- **EXERCISE PROMPT**
Return the material exactly as supplied, apart from the pictures, which are omitted.

- **RECORDS PROVIDED**
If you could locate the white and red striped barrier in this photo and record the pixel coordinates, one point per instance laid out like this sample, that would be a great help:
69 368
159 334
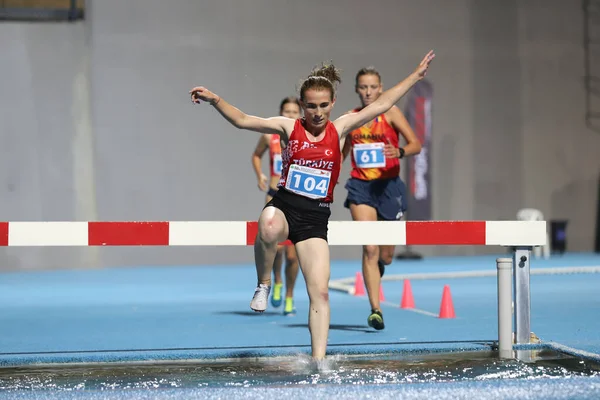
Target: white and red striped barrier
243 233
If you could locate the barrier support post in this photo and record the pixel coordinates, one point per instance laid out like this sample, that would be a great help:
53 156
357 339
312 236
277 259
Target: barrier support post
504 269
522 294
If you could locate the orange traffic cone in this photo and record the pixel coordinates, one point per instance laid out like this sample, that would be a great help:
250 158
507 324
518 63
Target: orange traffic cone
381 296
359 285
408 301
447 308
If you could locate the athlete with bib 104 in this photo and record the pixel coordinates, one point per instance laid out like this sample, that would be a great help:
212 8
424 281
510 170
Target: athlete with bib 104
375 190
300 209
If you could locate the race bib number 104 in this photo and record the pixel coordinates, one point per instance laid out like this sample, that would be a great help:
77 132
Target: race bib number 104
277 164
308 182
369 155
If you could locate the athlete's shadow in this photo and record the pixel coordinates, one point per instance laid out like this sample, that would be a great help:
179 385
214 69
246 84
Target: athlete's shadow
337 327
248 313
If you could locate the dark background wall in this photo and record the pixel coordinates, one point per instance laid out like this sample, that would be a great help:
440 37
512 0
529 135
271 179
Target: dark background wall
96 123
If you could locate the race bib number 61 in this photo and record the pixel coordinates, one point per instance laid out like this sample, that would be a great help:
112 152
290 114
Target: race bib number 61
369 155
308 182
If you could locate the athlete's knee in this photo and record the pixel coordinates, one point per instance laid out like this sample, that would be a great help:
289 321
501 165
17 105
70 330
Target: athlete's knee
371 251
291 258
270 229
321 295
386 258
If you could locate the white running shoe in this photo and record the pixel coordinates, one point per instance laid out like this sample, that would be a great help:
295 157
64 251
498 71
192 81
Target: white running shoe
261 298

- **EXERCISE RESULT**
If you could locate the white and red striped barrier in this photo and record the pixel coordinates, one point per instance laid out like this sample, that would be a great help:
69 368
159 334
Target: white and red striped barrier
243 233
If you could locate the barrier support post in this photo and record the pixel coordinates, one point per instance laid out like this sample, that would be a great help:
53 156
357 339
312 236
277 259
Target: barrier support post
504 269
522 294
If you could locate the orange traffic cone in this photo and record the pixel coordinates, one point per instance laid out like this sample, that would be a great help:
250 158
507 324
518 63
Target: orange traffic cone
381 296
359 285
408 301
447 308
If you could locate the athlete with bib 104 in this photo and record the pixel coordinates, one point per instance laid out like this sample, that would be a great help:
212 8
424 281
510 170
Target: athlete with bib 104
375 190
300 209
If you could locate the race bib number 104 in this photo and record the pixel coordinates, one point per instance laid out like this sample, that would be a great help:
77 132
Target: race bib number 104
277 164
308 182
369 155
If you could locate the athlete's shadow in this photo and record the pixel coordinates, one point per instance laid out like this sample, that would be a great help:
179 385
214 69
246 84
Target: athlete's shadow
337 327
248 313
If you could locate the dark background wall in this photo and record the pixel coordinates, one point per instance laid out like this sample, that would be a great help:
440 37
512 0
529 135
271 179
Target: dark background wall
96 123
If you could locate the race bib number 61 in this photo and record the pixel coordinates, one point per instance laid out like this sample, that would be a great help:
112 152
290 114
Target: race bib number 61
369 155
308 182
If you could locate the athlete's knee in this photo and record the pixel coordinates, one point per instance laid out like this sample, that would be a great help:
289 321
501 165
17 105
70 330
Target: athlete's knee
371 251
291 258
270 229
321 295
386 258
If you could locate the white running shoe in this photo and record the pixel coordinates, one point per instance laid out like this sample, that would be a great help:
295 157
64 251
498 71
192 81
Target: white running shoe
261 298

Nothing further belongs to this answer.